Rewrite everything from the line containing "man wearing white" down to the end of the data below, keeping every line as it is except that each point coordinate is shifted by -99. Leave the pictures out of your answer.

── Information given ──

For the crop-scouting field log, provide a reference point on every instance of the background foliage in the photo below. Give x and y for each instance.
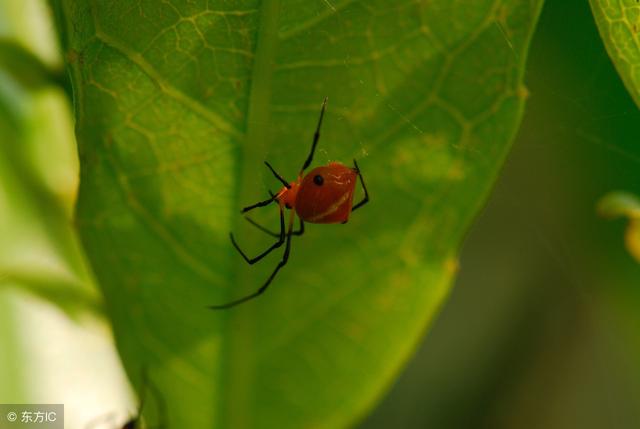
(541, 329)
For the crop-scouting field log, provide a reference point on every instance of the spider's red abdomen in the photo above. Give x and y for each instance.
(326, 194)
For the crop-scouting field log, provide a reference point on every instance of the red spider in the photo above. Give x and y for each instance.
(324, 195)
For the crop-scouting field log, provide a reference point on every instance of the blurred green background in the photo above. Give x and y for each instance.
(541, 330)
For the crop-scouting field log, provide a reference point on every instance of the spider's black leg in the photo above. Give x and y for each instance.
(316, 137)
(277, 244)
(262, 228)
(282, 263)
(279, 177)
(161, 405)
(300, 230)
(365, 200)
(259, 204)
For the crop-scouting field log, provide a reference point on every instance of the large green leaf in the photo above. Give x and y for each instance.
(178, 103)
(619, 25)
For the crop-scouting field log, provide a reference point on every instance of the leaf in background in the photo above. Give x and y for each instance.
(40, 251)
(177, 105)
(26, 68)
(624, 204)
(619, 25)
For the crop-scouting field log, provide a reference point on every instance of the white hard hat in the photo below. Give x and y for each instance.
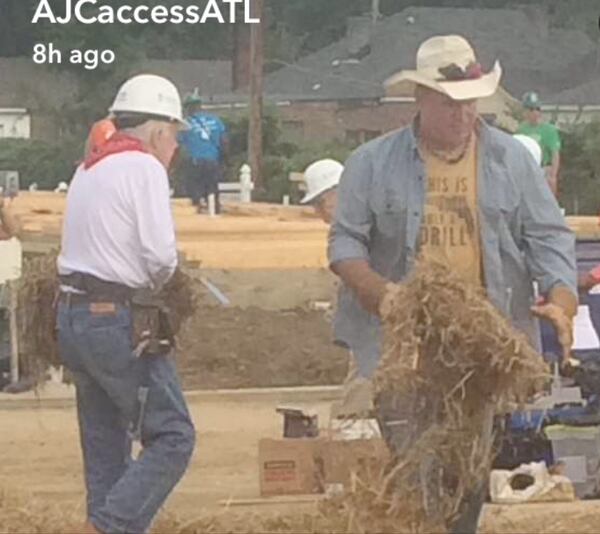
(532, 145)
(321, 176)
(151, 95)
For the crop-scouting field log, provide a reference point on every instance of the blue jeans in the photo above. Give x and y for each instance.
(123, 494)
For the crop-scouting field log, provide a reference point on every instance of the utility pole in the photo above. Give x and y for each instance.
(255, 148)
(375, 12)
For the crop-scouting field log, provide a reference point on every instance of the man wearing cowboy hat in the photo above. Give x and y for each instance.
(453, 188)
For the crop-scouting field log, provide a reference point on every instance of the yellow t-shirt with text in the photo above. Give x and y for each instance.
(450, 228)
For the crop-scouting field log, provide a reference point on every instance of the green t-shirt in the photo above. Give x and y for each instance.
(546, 135)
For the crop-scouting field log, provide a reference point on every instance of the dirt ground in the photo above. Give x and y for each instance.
(40, 457)
(268, 337)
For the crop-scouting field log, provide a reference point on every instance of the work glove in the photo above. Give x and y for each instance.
(389, 300)
(561, 318)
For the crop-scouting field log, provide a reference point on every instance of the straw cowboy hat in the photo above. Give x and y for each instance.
(447, 64)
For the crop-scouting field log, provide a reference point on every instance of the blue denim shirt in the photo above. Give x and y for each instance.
(382, 193)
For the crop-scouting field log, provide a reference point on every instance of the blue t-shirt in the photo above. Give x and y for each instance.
(203, 139)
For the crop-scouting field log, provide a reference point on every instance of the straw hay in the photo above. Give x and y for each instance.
(36, 315)
(451, 361)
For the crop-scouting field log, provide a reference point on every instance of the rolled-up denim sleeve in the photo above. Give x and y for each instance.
(351, 228)
(550, 244)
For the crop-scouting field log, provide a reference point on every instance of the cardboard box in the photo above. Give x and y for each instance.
(308, 466)
(361, 456)
(290, 466)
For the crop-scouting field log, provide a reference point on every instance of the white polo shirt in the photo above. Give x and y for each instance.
(118, 222)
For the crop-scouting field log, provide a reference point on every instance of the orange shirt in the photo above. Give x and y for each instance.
(450, 230)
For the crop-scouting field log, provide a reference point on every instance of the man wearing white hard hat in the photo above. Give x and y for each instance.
(322, 178)
(119, 240)
(452, 188)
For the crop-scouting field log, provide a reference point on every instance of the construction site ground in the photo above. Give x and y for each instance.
(270, 261)
(41, 457)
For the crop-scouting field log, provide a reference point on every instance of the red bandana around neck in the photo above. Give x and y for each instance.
(118, 142)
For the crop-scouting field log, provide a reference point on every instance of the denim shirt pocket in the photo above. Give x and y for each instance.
(390, 214)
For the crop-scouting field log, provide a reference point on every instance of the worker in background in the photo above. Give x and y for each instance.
(9, 224)
(119, 240)
(205, 150)
(402, 193)
(546, 134)
(322, 178)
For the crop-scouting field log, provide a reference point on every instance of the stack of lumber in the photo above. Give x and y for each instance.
(246, 236)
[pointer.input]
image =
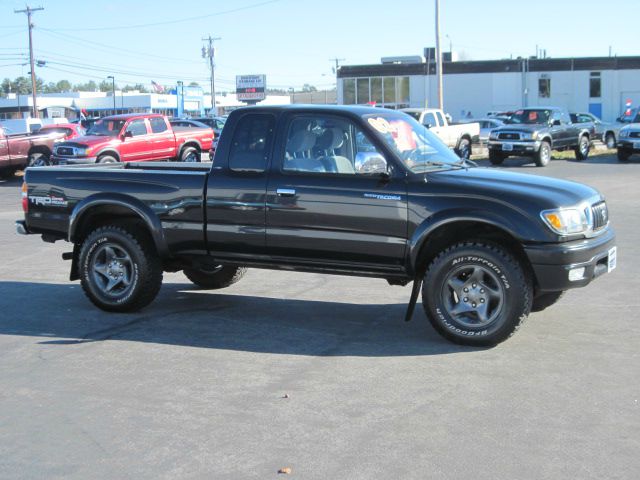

───

Result of this exercise |
For the crop-scouting field log, provide a reference point on every instance of the man wearing white hard hat in the photo above. Give x and y for each instance.
(223, 79)
(20, 141)
(353, 89)
For the crop-scouting field log, provide a reference point on every instance of the construction site ground in the photo above. Give x and y for each instance.
(171, 162)
(-58, 358)
For the crop-scouting field log, provide a reference point on every instance of the red bandana around neck in the photo above. Give x and y for each instance.
(19, 43)
For the crop-scouting field log, provide a reference point on every instance of the denim shirt pocket in the photo above. Give x and y for each instance.
(291, 115)
For the crop-scouting field log, provide a reference point on every instance of the worker in background in the photo above. Give x and y for each instance.
(-90, 125)
(20, 141)
(106, 51)
(303, 94)
(447, 35)
(223, 79)
For the crop-scouting field log, provide a reference point on every instance of the stack of lumber in the photo above. Give x and y for each instance.
(147, 137)
[pointer.input]
image =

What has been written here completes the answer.